Continue the passage below about Rose's philosophical career and influence, picking up after its last sentence.

Source passage =>
==*==

Two of Rose's students, Paul Gilroy and David Marriott, have emerged as key thinkers of critical race theory and have acknowledged her influence. When John Milbank published Theology and Social Theory in 1990, he cited Rose as one of the thinkers without whom "the present book would not have been conceivable." Marcus Pound recently found that "Rose was the Blackwell reader for Milbank's Theology and Social Theory. The Rose archives at Warwick include the letters Milbank and Rose exchanged on the subject. In particular she pushed him to clarify the nature of the subject which underpinned Theology and Social Theory. In response Milbank wrote 'The Sublime in Kierkegaard'."
Rose's career began with a dissertation on Theodor W. Adorno, supervised by the Polish philosopher Leszek Kołakowski, who wryly spoke to her of Adorno as a third-rate thinker. This dissertation eventually became the basis for her first book, The Melancholy Science: An Introduction to the Thought of Theodor W. Adorno (1978). She became well known partly through her critiques of postmodernism and post-structuralism. In Dialectic of Nihilism (1984), for instance, she leveled criticisms at Gilles Deleuze, Michel Foucault, and Jacques Derrida. Later, in her essay "Of Derrida's Spirit" in Judaism and Modernity (1993), Rose critiqued Derrida's Of Spirit (1987), arguing that his analysis of Heidegger's relation to Nazism relied in key instances on serious misreadings of Hegel, which allowed both Heidegger and Derrida to evade the importance of political history and modern law. In an extended "Note" to the essay, Rose raised similar objections to Derrida's subsequent readings of Hermann Cohen and Walter Benjamin, singling out his notion of the "mystical foundation of authority" as centrally problematic.

==*==

Material provided =>
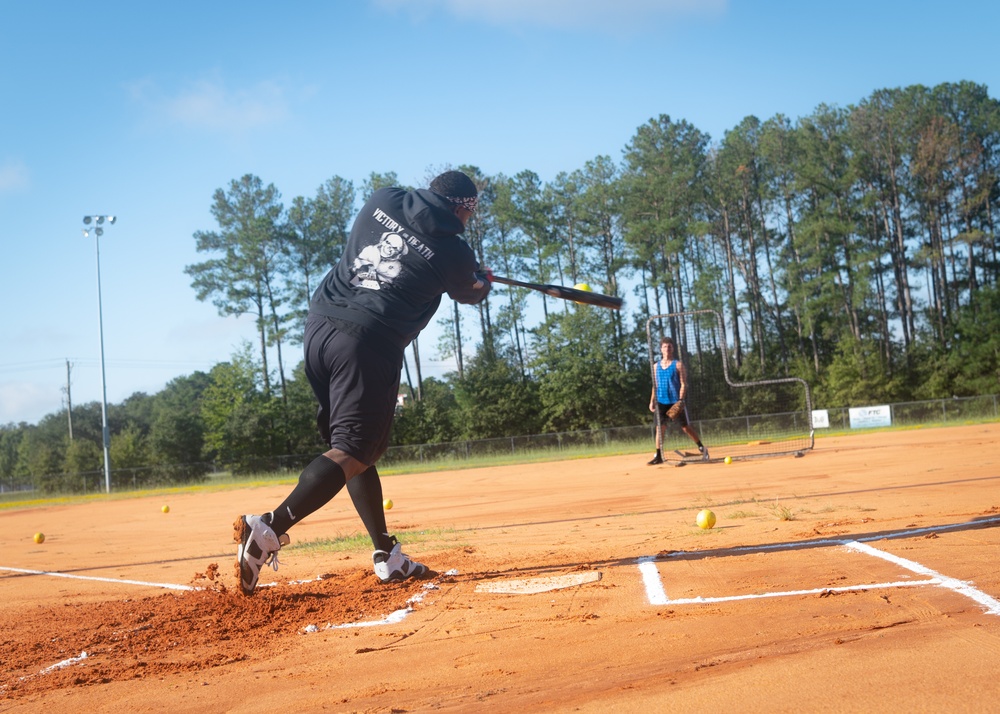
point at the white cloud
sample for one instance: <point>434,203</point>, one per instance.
<point>13,176</point>
<point>611,15</point>
<point>210,104</point>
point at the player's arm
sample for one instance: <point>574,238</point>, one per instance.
<point>468,282</point>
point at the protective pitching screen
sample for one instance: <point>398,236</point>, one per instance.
<point>734,416</point>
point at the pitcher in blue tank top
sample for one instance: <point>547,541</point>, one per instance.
<point>670,388</point>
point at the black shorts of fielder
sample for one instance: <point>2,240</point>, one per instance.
<point>356,382</point>
<point>661,411</point>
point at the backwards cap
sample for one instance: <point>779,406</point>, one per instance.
<point>457,188</point>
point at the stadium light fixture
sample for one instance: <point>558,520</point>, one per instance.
<point>106,433</point>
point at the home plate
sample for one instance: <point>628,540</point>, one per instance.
<point>530,586</point>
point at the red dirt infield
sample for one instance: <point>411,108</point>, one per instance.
<point>861,576</point>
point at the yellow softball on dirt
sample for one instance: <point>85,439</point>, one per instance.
<point>706,519</point>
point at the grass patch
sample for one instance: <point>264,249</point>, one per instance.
<point>360,543</point>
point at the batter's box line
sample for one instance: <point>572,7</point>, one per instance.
<point>656,594</point>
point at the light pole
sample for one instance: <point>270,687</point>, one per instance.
<point>98,231</point>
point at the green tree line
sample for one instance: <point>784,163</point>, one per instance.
<point>855,248</point>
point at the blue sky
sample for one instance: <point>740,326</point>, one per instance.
<point>144,109</point>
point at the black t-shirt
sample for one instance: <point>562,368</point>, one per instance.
<point>403,253</point>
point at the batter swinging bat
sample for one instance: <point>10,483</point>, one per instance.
<point>589,298</point>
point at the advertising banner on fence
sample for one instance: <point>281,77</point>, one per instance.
<point>869,417</point>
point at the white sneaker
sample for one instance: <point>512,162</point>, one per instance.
<point>258,546</point>
<point>396,565</point>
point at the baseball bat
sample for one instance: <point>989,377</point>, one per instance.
<point>589,298</point>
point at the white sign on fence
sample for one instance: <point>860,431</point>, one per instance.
<point>869,417</point>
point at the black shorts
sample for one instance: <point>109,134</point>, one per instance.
<point>356,382</point>
<point>662,410</point>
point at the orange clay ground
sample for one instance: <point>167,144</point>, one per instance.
<point>863,576</point>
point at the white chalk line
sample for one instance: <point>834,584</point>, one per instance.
<point>656,595</point>
<point>54,574</point>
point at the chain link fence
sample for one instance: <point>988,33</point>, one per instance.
<point>934,412</point>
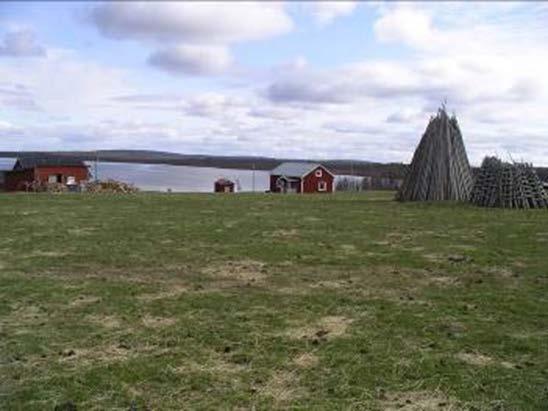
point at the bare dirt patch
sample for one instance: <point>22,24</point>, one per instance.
<point>174,292</point>
<point>84,231</point>
<point>417,401</point>
<point>246,271</point>
<point>481,360</point>
<point>476,359</point>
<point>348,248</point>
<point>157,322</point>
<point>443,281</point>
<point>498,271</point>
<point>26,315</point>
<point>306,360</point>
<point>324,329</point>
<point>215,364</point>
<point>100,354</point>
<point>282,387</point>
<point>52,254</point>
<point>284,233</point>
<point>84,300</point>
<point>107,321</point>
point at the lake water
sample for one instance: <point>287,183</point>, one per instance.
<point>161,177</point>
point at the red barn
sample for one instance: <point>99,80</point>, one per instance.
<point>43,170</point>
<point>223,185</point>
<point>301,178</point>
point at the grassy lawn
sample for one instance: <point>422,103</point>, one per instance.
<point>235,301</point>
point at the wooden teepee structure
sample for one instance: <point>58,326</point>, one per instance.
<point>508,185</point>
<point>440,169</point>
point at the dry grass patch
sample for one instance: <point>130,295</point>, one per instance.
<point>283,233</point>
<point>83,231</point>
<point>246,271</point>
<point>157,322</point>
<point>476,359</point>
<point>39,253</point>
<point>325,328</point>
<point>418,401</point>
<point>84,300</point>
<point>306,360</point>
<point>215,363</point>
<point>25,315</point>
<point>282,387</point>
<point>107,321</point>
<point>83,357</point>
<point>174,292</point>
<point>348,248</point>
<point>481,360</point>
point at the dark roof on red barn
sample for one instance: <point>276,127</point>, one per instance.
<point>224,181</point>
<point>25,163</point>
<point>296,169</point>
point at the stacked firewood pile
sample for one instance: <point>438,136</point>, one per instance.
<point>508,185</point>
<point>110,186</point>
<point>44,187</point>
<point>440,169</point>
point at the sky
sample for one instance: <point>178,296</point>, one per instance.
<point>344,79</point>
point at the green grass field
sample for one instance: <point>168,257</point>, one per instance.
<point>241,301</point>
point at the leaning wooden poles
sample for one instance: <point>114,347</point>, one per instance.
<point>508,185</point>
<point>440,169</point>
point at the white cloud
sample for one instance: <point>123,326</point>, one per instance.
<point>192,59</point>
<point>198,33</point>
<point>326,11</point>
<point>192,22</point>
<point>211,104</point>
<point>21,43</point>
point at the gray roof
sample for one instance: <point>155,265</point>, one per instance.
<point>25,163</point>
<point>290,169</point>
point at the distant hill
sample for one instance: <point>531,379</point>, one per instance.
<point>349,167</point>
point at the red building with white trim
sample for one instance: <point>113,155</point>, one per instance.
<point>28,171</point>
<point>301,178</point>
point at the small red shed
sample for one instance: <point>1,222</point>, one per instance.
<point>44,170</point>
<point>301,178</point>
<point>223,185</point>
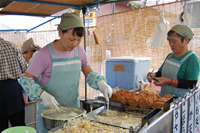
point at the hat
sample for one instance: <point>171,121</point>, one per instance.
<point>183,30</point>
<point>28,45</point>
<point>70,20</point>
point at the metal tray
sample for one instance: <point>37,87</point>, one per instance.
<point>153,115</point>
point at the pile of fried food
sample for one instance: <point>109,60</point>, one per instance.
<point>87,126</point>
<point>148,98</point>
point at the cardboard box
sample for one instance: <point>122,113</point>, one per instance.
<point>122,71</point>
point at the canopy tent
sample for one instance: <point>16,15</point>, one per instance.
<point>48,7</point>
<point>42,11</point>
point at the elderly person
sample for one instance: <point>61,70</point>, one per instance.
<point>60,64</point>
<point>180,70</point>
<point>29,49</point>
<point>12,67</point>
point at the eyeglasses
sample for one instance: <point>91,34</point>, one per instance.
<point>25,52</point>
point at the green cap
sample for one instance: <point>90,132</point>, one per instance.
<point>70,20</point>
<point>183,30</point>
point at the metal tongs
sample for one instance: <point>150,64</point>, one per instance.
<point>153,78</point>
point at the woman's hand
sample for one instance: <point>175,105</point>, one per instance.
<point>150,75</point>
<point>163,81</point>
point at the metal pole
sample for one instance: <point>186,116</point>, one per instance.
<point>113,7</point>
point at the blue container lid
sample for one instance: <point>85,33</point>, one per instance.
<point>128,59</point>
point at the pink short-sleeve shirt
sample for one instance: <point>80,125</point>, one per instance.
<point>42,62</point>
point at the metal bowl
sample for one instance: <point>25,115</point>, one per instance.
<point>53,118</point>
<point>49,123</point>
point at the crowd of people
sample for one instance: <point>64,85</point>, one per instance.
<point>51,73</point>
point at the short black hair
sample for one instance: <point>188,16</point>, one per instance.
<point>172,32</point>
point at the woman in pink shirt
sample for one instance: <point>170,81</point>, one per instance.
<point>60,64</point>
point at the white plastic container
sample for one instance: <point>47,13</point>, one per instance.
<point>122,71</point>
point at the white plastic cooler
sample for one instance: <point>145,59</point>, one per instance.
<point>122,71</point>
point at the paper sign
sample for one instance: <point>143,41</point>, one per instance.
<point>177,120</point>
<point>119,67</point>
<point>184,115</point>
<point>191,115</point>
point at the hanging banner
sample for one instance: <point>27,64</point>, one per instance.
<point>184,106</point>
<point>191,115</point>
<point>195,5</point>
<point>197,112</point>
<point>177,119</point>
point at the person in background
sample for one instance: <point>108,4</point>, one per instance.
<point>180,70</point>
<point>29,49</point>
<point>12,66</point>
<point>60,64</point>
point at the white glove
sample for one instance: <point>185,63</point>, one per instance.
<point>49,101</point>
<point>105,89</point>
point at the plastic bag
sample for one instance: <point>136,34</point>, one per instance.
<point>161,32</point>
<point>185,17</point>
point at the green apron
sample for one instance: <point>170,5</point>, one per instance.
<point>170,70</point>
<point>63,84</point>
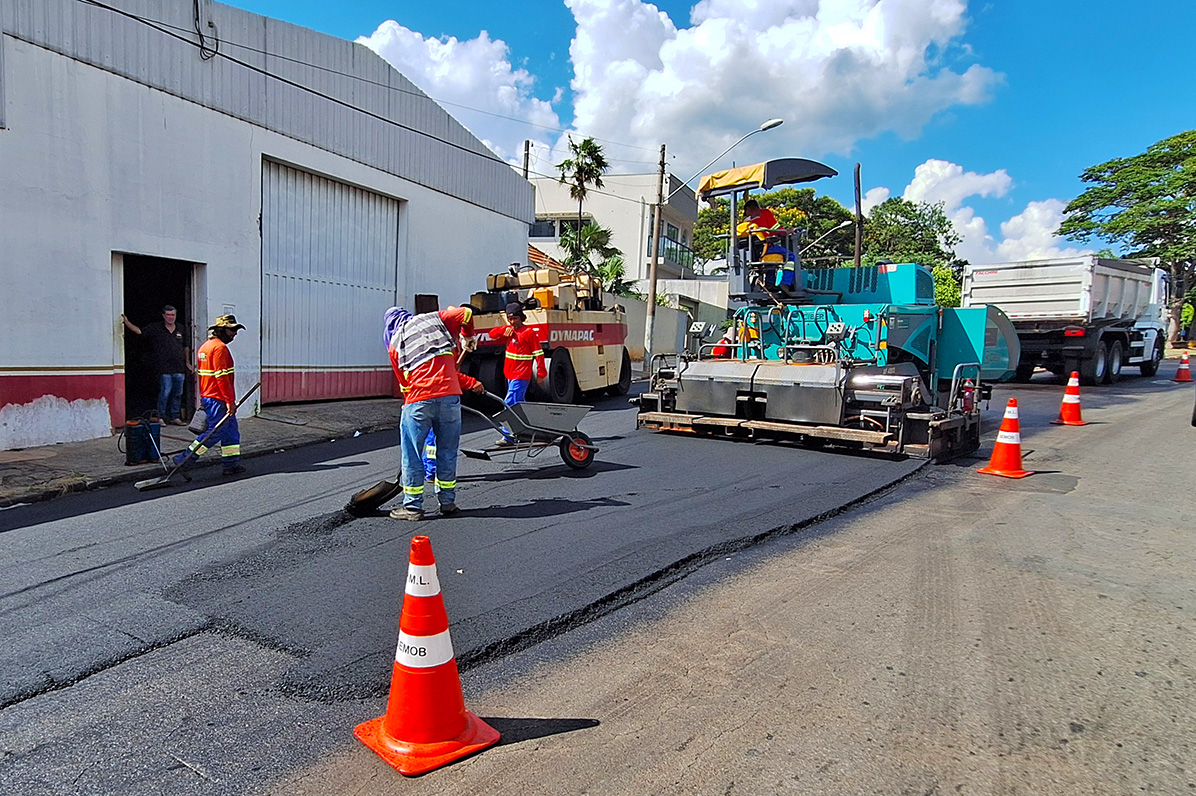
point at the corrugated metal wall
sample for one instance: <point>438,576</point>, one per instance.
<point>329,268</point>
<point>348,100</point>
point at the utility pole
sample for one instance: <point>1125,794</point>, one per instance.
<point>859,218</point>
<point>651,313</point>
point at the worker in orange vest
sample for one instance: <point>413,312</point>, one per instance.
<point>219,396</point>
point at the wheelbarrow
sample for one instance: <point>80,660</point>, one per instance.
<point>531,427</point>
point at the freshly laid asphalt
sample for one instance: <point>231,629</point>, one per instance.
<point>212,637</point>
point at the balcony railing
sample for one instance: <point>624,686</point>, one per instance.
<point>676,252</point>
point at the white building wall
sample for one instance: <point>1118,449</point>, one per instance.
<point>96,165</point>
<point>623,204</point>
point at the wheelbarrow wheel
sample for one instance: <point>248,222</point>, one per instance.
<point>573,454</point>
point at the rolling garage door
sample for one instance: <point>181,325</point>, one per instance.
<point>329,269</point>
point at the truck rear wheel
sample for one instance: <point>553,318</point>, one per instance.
<point>1151,366</point>
<point>562,385</point>
<point>1092,371</point>
<point>1116,357</point>
<point>623,385</point>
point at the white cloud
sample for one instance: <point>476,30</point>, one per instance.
<point>1027,236</point>
<point>873,197</point>
<point>837,71</point>
<point>1031,233</point>
<point>470,74</point>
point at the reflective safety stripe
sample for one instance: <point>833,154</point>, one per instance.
<point>423,651</point>
<point>422,581</point>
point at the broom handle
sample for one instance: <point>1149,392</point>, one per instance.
<point>232,414</point>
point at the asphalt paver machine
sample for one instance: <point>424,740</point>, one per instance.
<point>860,357</point>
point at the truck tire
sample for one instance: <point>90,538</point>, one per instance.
<point>1151,366</point>
<point>561,384</point>
<point>1114,365</point>
<point>1092,369</point>
<point>623,385</point>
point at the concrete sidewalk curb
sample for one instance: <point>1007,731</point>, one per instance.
<point>62,487</point>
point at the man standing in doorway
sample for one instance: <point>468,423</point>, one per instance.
<point>219,395</point>
<point>422,353</point>
<point>170,355</point>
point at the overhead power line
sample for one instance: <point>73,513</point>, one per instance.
<point>209,48</point>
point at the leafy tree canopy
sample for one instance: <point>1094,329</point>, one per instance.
<point>910,232</point>
<point>1147,203</point>
<point>580,171</point>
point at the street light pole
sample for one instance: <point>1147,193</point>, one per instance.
<point>651,314</point>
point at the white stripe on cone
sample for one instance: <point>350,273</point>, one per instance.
<point>423,651</point>
<point>422,581</point>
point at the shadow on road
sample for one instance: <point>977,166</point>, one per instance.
<point>539,508</point>
<point>517,730</point>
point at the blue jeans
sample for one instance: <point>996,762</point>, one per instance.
<point>170,396</point>
<point>517,391</point>
<point>429,457</point>
<point>443,416</point>
<point>227,438</point>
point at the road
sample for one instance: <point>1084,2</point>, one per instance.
<point>215,637</point>
<point>958,634</point>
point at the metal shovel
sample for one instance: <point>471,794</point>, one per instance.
<point>164,481</point>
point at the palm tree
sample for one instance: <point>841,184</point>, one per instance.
<point>589,249</point>
<point>581,170</point>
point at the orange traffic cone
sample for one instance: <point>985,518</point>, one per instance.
<point>1069,412</point>
<point>1184,373</point>
<point>1007,452</point>
<point>426,724</point>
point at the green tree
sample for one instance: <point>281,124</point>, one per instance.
<point>580,171</point>
<point>916,232</point>
<point>910,232</point>
<point>612,275</point>
<point>793,207</point>
<point>1147,203</point>
<point>591,253</point>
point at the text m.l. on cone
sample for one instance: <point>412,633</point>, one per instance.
<point>1069,412</point>
<point>426,724</point>
<point>1007,452</point>
<point>1184,373</point>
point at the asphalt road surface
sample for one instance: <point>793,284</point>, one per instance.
<point>215,637</point>
<point>958,634</point>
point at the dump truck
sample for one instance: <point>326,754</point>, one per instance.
<point>859,357</point>
<point>1087,313</point>
<point>584,340</point>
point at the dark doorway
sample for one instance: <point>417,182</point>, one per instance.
<point>150,285</point>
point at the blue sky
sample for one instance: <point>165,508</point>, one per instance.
<point>993,108</point>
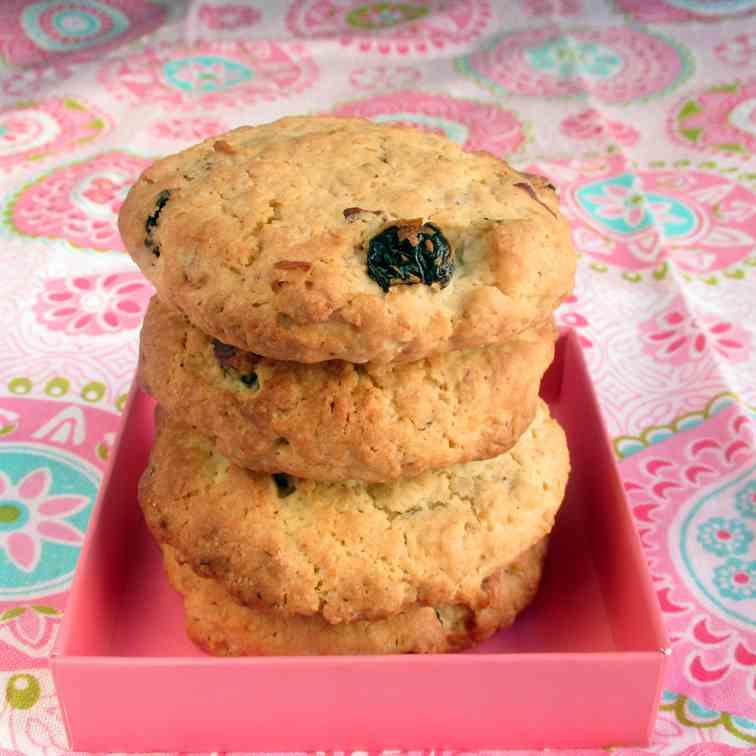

==*==

Answer space =>
Her first academic appointment was as a lecturer in sociology in 1974 at the School of European Studies (the University of Sussex). In 1989, Rose left Sussex for the University of Warwick when a colleague was unexpectedly promoted over her. Inquiring about the promotion with economist Donald Winch, the then pro-vice-chancellor, he told her that her future at the institution was not bright: "He said to me that I was working in a contextual manner and that the future belonged to those whose work was acceptable to the Government, to industry and to the public." Her chair at Warwick in Social and Political Thought was created for her and she was encouraged to bring her funded PhD students with her. She held her position at Warwick until her death in 1995.
Gillian Rosemary Rose (née Stone; 20 September 1947 – 9 December 1995) was a British philosopher and writer. Rose held the chair of social and political thought at the University of Warwick until 1995. Rose began her teaching career at the University of Sussex. She worked in the fields of philosophy and sociology. Her writings include The Melancholy Science, Hegel Contra Sociology, Dialectic of Nihilism, Mourning Becomes the Law, and Paradiso, amongst others.